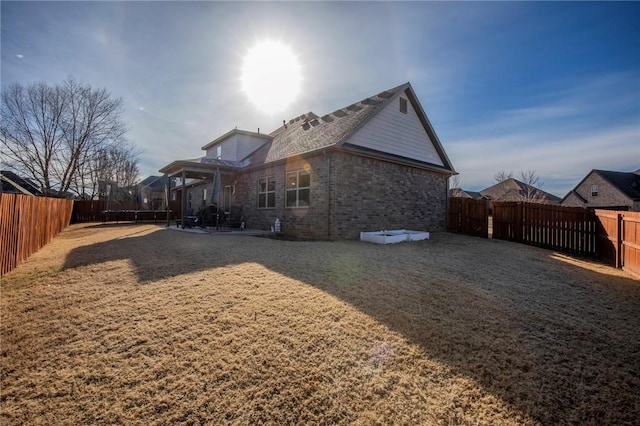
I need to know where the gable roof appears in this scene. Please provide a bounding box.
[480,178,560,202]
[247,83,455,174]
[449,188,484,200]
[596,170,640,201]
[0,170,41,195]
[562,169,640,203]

■ ■ ■ ■

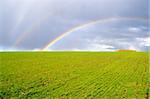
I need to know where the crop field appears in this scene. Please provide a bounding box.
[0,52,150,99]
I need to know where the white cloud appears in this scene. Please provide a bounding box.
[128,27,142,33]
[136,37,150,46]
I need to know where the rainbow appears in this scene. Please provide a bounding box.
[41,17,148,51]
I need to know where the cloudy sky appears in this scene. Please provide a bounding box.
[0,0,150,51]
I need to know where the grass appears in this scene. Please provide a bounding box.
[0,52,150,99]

■ ■ ■ ■

→ **SET EXERCISE**
Show each line in the records above that contains the word "this".

→ **CORRECT OUTPUT**
I need to know where the gable roof appears in this scene. Please provide a bounding box.
I need to know where the crop field appears in this scene. Please provide a bounding box.
I need to know where the white cloud appears in this scene. Please provide a bounding box.
I need to know where the rainbow appears in this scene. Please provide a bounding box.
I need to know where the cloudy sky appears in this scene. Please provide a bounding box.
I need to know where the grass appears in this scene. Please provide a bounding box.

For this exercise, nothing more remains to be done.